- _WHAT IS BEING ASKED_
For each line of the material, check for the string "coordinate"; then state how many lines had it, giving only the number.

- _DATA EXTRACTS_
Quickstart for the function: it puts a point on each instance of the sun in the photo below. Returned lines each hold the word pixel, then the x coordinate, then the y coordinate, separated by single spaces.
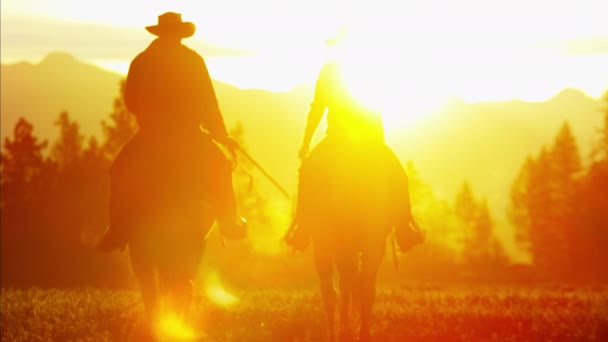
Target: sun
pixel 386 84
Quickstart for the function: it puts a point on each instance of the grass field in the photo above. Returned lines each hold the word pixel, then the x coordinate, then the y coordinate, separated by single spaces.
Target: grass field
pixel 421 313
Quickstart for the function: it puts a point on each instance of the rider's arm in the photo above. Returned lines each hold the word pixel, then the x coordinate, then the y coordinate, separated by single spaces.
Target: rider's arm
pixel 317 110
pixel 212 119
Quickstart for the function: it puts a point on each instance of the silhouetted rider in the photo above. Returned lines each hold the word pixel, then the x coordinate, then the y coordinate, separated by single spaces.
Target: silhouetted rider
pixel 170 92
pixel 352 130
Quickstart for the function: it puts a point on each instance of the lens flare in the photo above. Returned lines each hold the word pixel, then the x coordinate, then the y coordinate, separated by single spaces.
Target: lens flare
pixel 217 293
pixel 171 328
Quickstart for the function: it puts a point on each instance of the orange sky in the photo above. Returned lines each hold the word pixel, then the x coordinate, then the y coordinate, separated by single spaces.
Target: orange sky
pixel 477 50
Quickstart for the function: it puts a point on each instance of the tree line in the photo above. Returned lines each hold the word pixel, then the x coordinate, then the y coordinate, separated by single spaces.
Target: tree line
pixel 54 203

- _RESULT OF THIS EXERCISE_
7